Stored entries:

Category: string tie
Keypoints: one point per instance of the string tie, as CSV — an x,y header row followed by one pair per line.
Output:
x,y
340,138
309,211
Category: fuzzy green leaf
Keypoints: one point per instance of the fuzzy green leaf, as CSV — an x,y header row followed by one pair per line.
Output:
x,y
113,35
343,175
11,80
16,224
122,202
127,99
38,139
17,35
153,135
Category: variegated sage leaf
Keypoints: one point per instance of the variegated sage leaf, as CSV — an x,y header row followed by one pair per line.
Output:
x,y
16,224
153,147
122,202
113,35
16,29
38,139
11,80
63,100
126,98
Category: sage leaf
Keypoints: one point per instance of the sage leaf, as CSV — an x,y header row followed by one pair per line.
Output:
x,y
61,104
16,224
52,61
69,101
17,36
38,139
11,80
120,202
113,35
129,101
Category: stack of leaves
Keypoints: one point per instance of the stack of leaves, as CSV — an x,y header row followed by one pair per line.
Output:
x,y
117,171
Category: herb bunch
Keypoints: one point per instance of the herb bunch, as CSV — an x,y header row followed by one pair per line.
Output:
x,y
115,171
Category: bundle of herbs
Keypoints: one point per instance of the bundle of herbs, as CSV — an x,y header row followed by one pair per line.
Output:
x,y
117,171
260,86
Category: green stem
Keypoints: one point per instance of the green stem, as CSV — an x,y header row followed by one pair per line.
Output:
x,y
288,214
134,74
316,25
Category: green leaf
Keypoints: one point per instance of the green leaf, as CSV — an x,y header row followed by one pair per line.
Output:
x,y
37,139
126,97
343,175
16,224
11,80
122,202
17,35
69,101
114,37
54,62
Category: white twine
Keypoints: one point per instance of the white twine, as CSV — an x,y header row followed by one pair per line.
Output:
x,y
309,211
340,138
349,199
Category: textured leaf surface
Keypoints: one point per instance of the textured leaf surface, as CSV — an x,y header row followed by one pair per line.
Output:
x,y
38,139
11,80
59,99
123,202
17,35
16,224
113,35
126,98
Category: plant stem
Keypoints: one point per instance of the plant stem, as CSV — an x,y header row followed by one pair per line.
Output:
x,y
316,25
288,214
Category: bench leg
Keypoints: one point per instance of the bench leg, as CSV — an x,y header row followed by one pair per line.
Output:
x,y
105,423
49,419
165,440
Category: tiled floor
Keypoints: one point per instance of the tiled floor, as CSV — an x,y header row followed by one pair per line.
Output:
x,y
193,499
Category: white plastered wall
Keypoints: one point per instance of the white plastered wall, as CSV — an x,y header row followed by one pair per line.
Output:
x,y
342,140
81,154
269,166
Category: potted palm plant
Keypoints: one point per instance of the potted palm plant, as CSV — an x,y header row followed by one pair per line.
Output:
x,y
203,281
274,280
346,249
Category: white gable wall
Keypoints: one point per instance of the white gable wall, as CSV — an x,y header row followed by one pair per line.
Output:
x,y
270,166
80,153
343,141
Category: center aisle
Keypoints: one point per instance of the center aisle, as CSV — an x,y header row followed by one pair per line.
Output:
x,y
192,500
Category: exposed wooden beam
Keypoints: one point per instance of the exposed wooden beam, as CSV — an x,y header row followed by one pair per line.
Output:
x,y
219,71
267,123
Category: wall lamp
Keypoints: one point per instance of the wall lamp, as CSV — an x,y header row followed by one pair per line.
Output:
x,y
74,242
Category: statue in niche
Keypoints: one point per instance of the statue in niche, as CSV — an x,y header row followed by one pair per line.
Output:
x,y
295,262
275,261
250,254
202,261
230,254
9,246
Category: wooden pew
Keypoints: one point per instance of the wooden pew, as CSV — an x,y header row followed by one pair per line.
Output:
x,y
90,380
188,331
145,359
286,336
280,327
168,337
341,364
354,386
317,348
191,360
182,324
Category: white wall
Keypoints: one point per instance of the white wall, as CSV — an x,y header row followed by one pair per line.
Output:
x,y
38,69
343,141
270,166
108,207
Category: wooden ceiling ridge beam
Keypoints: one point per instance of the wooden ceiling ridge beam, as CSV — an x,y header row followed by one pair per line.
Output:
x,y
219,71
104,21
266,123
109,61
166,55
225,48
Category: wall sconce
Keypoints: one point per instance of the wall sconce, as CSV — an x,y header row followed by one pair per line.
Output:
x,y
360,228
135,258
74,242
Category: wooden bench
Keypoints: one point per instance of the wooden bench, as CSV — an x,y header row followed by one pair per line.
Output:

▶ _TASK GOAL_
Report each line of the data that includes the string "stem".

▶ _RESULT OF THIS EXERCISE_
Category: green stem
Keypoints: one point per instance of the green stem, as CSV — an x,y header row followed by one pair per line.
Category: plant stem
Keypoints: one point per instance of the plant stem, as CSV — an x,y header row followed by one pair per line.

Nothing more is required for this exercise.